Он вышел, весь дрожа от какого‑ то дикого, истерического ощущения, в котором, между тем, была часть нестерпимого наслаждения».

С тем же наслаждением Раскольников дергает звонок в квартире, где убил старуху, жадно прислушивается к жестяным звукам, возбуждая подозрение столяров. С тем же наслаждением тянется в цепкие лапы сладострастного хихикающего Порфирия.

 

  Есть упоение в бою,

  И бездны мрачной на краю,

  И в разъяренном океане.

Средь диких волн и бурной тьмы,

И в аравийском урагане,

И в дуновении чумы.

Все, все, что гибелью грозит,

Для сердца смертного таит

Неизъяснимы наслажденья…

 

Но для разных людей наслаждения эти очень различны.

В «Войне и мире» Долохов с Петею Ростовым, переодетые французскими офицерами, проникают во французский лагерь. Они сидят с французами у костра, расспрашивают их. У французов рождается подозрение.

«Офицер, не спуская глаз, смотрел на Долохова и переспросил его еще раз, какого он был полка. Долохов не отвечал, как будто не слыхал вопроса, и, закуривая трубку, спрашивал офицеров о том, в какой степени безопасна дорога от казаков.

– Ну, теперь он уедет, – всякую минуту думал Петя, стоя перед костром и слушая его разговор.

→ **ЧТО СДЕЛАТЬ**: Кем переодеты Долохов и Петя Ростов, когда они пробираются во французский лагерь, согласно отрывку? Материал взят из другого источника.

→ **ИСХОДНЫЙ МАТЕРИАЛ**:
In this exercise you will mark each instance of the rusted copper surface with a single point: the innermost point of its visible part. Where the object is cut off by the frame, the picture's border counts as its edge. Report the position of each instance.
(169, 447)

→ **ОТВЕТ**: Французскими офицерами.